Stored records
☆ ☆ ☆ ☆
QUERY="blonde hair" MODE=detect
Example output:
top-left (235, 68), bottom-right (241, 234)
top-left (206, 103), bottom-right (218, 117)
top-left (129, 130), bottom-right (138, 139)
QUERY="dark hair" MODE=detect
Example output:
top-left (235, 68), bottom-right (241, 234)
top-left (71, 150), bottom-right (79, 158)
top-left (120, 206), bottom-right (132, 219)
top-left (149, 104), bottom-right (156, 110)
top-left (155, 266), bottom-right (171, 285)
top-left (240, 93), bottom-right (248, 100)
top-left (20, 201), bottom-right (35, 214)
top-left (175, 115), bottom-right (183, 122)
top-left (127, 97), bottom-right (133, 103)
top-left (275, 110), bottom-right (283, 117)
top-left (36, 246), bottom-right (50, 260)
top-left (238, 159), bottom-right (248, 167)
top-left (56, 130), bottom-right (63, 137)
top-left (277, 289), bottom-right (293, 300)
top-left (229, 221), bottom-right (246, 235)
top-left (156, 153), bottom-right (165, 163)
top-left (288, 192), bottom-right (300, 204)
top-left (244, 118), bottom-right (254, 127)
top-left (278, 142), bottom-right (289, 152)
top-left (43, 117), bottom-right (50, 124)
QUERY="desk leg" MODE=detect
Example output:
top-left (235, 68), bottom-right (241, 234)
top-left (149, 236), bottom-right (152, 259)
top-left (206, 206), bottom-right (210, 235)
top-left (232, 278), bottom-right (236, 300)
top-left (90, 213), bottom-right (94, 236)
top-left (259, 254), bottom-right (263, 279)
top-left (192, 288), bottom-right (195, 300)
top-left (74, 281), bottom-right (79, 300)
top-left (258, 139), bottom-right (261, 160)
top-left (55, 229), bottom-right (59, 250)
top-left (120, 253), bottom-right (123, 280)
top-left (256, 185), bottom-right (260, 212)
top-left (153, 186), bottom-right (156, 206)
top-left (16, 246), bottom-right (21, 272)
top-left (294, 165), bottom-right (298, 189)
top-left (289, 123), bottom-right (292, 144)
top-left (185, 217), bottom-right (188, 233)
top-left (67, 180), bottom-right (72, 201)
☆ ☆ ☆ ☆
* Directions for this task: Each record above should be reproduced in full, exactly as it stands.

* Answer for this exercise:
QUERY="blonde hair" MODE=detect
Example output:
top-left (235, 68), bottom-right (241, 234)
top-left (206, 103), bottom-right (218, 117)
top-left (129, 130), bottom-right (138, 139)
QUERY="dark hair" MODE=detect
Example output:
top-left (235, 68), bottom-right (241, 234)
top-left (71, 150), bottom-right (79, 158)
top-left (120, 206), bottom-right (132, 219)
top-left (149, 104), bottom-right (156, 110)
top-left (155, 266), bottom-right (171, 285)
top-left (240, 93), bottom-right (248, 100)
top-left (20, 201), bottom-right (35, 214)
top-left (175, 115), bottom-right (183, 122)
top-left (127, 97), bottom-right (133, 103)
top-left (275, 110), bottom-right (283, 117)
top-left (36, 246), bottom-right (50, 260)
top-left (238, 159), bottom-right (248, 167)
top-left (56, 130), bottom-right (63, 137)
top-left (277, 289), bottom-right (293, 300)
top-left (229, 221), bottom-right (246, 235)
top-left (156, 153), bottom-right (165, 163)
top-left (288, 192), bottom-right (300, 204)
top-left (244, 118), bottom-right (254, 127)
top-left (278, 142), bottom-right (289, 152)
top-left (43, 117), bottom-right (50, 124)
QUERY="desk leg" MODE=detect
Example output:
top-left (235, 68), bottom-right (241, 234)
top-left (149, 236), bottom-right (152, 259)
top-left (206, 206), bottom-right (210, 235)
top-left (232, 278), bottom-right (236, 300)
top-left (90, 213), bottom-right (94, 236)
top-left (259, 254), bottom-right (263, 279)
top-left (192, 288), bottom-right (195, 300)
top-left (74, 281), bottom-right (79, 300)
top-left (258, 139), bottom-right (261, 160)
top-left (55, 229), bottom-right (59, 250)
top-left (120, 253), bottom-right (123, 280)
top-left (256, 185), bottom-right (260, 212)
top-left (153, 186), bottom-right (156, 206)
top-left (16, 246), bottom-right (21, 272)
top-left (294, 165), bottom-right (298, 189)
top-left (289, 123), bottom-right (292, 144)
top-left (185, 217), bottom-right (188, 233)
top-left (67, 180), bottom-right (72, 201)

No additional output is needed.